● BLOCO DE TEXTO:
★ ★ ★ ★

Em meio à crise do Covid-19, que levou milhões de pessoas a se isolarem dentro de casa para evitar contaminação, o iTunes registrou um aumento no número de buscas pelo filme Contágio (2011). Dirigido por Steven Soderbergh, com um estilo bastante cru e realista, a obra narra o que aconteceria se um vírus letal de fato se alastrasse por uma sociedade global como a nossa.
Não me arrisquei a rever o título nas últimas semanas, pois lembro de assisti-lo com a memória ainda fresca da crise do H1N1 no Brasil e ficar muito impressionado. Em 2009, a passagem da Influenza A resultou no fechamento de escolas e no fim do estoque de produtos como álcool em gel nos estoques de farmácias e mercados. Os efeitos soam bastante comedidos para o cenário em que vivemos hoje, com diversos comércios fechados e dados alarmantes de infectados e mortos.

★ ★ ★ ★

● Itens de uma fonte de dados:

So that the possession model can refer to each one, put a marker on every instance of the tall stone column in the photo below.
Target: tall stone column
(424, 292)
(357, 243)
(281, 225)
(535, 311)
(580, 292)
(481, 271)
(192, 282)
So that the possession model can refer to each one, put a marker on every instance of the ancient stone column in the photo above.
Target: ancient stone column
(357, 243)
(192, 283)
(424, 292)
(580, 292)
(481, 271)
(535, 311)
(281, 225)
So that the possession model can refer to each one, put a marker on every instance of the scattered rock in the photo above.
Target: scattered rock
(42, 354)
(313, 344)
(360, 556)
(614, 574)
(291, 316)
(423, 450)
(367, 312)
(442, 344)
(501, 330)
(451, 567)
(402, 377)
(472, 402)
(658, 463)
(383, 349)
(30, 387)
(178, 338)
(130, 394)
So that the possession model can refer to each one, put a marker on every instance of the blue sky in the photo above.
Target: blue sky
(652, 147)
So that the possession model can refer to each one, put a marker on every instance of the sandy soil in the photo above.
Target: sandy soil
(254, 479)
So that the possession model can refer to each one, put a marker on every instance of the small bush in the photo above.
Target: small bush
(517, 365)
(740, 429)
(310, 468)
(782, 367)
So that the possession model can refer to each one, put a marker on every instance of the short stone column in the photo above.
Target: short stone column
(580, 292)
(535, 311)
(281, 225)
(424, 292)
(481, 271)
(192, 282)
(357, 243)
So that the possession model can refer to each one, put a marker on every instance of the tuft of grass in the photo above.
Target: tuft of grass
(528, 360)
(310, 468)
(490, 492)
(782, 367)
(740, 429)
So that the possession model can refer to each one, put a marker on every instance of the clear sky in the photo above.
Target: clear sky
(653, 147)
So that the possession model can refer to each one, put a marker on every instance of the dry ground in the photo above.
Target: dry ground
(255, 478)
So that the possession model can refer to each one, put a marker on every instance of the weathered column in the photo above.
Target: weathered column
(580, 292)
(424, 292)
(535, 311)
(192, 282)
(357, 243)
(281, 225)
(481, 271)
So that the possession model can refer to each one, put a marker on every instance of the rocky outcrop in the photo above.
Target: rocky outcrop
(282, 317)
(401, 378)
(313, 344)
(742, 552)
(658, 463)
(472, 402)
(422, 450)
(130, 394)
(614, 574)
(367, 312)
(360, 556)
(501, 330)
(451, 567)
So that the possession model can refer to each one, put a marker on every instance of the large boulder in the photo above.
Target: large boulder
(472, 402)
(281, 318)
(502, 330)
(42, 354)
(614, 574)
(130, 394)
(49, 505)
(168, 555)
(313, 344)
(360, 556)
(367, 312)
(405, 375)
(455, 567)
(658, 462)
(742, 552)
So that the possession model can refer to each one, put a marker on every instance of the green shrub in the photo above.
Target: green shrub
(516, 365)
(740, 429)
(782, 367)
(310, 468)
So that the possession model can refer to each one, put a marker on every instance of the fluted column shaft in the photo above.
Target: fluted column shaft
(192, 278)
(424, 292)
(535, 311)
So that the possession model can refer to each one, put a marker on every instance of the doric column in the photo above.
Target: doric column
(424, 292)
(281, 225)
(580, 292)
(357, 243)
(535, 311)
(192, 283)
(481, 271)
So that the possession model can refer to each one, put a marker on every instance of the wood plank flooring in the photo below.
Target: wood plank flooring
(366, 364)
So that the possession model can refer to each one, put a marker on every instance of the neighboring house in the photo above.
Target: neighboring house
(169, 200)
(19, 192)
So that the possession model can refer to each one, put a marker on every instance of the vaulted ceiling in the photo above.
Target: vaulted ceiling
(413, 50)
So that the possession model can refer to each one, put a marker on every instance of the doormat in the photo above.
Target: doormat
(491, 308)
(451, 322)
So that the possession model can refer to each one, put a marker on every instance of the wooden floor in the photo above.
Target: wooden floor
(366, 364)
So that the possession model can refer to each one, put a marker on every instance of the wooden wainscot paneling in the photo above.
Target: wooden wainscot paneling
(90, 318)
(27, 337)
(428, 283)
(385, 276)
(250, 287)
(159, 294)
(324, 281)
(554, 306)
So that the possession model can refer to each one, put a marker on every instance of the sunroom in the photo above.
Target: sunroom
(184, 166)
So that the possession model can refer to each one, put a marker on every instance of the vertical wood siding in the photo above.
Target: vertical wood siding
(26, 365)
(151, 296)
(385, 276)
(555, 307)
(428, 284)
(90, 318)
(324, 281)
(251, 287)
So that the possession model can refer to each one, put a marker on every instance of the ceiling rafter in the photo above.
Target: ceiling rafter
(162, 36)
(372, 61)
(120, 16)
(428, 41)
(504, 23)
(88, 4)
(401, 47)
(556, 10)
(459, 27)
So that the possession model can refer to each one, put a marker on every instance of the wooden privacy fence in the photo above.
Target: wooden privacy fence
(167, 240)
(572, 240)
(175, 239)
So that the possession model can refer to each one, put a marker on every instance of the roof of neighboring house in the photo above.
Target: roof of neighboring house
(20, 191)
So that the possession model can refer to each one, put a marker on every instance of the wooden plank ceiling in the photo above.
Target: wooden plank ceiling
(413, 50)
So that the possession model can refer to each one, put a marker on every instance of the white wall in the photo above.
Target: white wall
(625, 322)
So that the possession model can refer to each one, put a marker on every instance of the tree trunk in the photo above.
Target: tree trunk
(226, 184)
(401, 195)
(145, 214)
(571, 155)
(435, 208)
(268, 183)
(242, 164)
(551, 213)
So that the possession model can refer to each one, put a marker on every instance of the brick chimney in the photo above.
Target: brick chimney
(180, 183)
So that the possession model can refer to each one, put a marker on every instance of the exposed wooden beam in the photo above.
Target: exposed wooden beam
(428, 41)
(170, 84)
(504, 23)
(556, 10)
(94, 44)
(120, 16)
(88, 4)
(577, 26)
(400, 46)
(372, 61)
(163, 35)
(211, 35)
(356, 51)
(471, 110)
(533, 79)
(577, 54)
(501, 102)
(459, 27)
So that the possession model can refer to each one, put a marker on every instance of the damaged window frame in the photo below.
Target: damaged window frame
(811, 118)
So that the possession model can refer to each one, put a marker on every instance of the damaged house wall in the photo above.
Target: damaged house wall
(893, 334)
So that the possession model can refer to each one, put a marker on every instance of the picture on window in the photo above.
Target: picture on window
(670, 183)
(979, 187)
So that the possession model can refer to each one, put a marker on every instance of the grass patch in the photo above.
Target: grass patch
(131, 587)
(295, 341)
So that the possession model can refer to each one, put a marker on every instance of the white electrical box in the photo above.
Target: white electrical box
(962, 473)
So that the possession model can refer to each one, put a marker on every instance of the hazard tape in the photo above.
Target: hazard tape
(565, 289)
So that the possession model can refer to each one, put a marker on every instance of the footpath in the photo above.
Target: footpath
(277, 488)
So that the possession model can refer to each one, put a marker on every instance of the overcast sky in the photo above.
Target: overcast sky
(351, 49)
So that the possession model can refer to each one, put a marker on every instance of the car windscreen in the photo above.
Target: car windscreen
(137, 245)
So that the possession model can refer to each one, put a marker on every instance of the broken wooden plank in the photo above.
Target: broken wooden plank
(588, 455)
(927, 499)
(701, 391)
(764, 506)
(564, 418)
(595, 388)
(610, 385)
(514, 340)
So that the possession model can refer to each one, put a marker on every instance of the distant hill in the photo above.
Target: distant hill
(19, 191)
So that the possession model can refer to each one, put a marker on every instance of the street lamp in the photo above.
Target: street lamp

★ ★ ★ ★

● TRABALHO PROPOSTO:
1. Traduza para o inglês esta frase do texto sobre o filme Contágio: "Dirigido por Steven Soderbergh, com um estilo bastante cru e realista, a obra narra o que aconteceria se um vírus letal de fato se alastrasse por uma sociedade global como a nossa."
2. Segundo o texto sobre o filme Contágio, que serviço registrou um aumento no número de buscas pelo filme durante a crise do Covid-19?
3. Dê sequência ao texto sobre o filme Contágio a partir da última frase apresentada.

● RESPOSTAS DOS EXERCÍCIOS:
1. Directed by Steven Soderbergh, with a very raw and realistic style, the work depicts what would happen if a lethal virus actually spread through a global society like ours.

2. O iTunes.

3.
Soderbergh obviamente captou o cenário da gripe aviária na tela e a transformou em um desastre viral no roteiro. O texto teve até consultoria de especialistas em epidemiologia. Não por acaso, o retrato segue como um registro bem próximo do que estamos acompanhando nos jornais atualmente.
De alguma forma, estamos em busca de respostas para o momento em que vivemos dentro do horror que é enfrentado por outros personagens.
Há alguns anos, defendi que o cinema catástrofe, do qual Contágio certamente é um exemplar, trabalha com muitos elementos de horror (leia mais). Isso porque, assim como no gênero do medo, tais filmes costumam focar seus enredos na sobrevivência de personagens humanos. Nessas obras, uma doença, um tornado e/ou um terremoto têm uma função narrativa que, muitas vezes, é semelhante a de um monstro, perseguindo uma a uma de suas vítimas até que alguém descubra como se livrar do mal.
Tem sido comum em redes sociais a comparação do esvaziamento das ruas com a de um apocalipse zumbi e do comportamento de pessoas que menosprezam a ameaça como se fossem coadjuvantes a se tornarem os próximos alvos da proeminente ameaça. Esses comentários sugerem que a nossa percepção do fenômeno do coronavírus às vezes é mediada por uma percepção oriunda de narrativas da ficção fantástica.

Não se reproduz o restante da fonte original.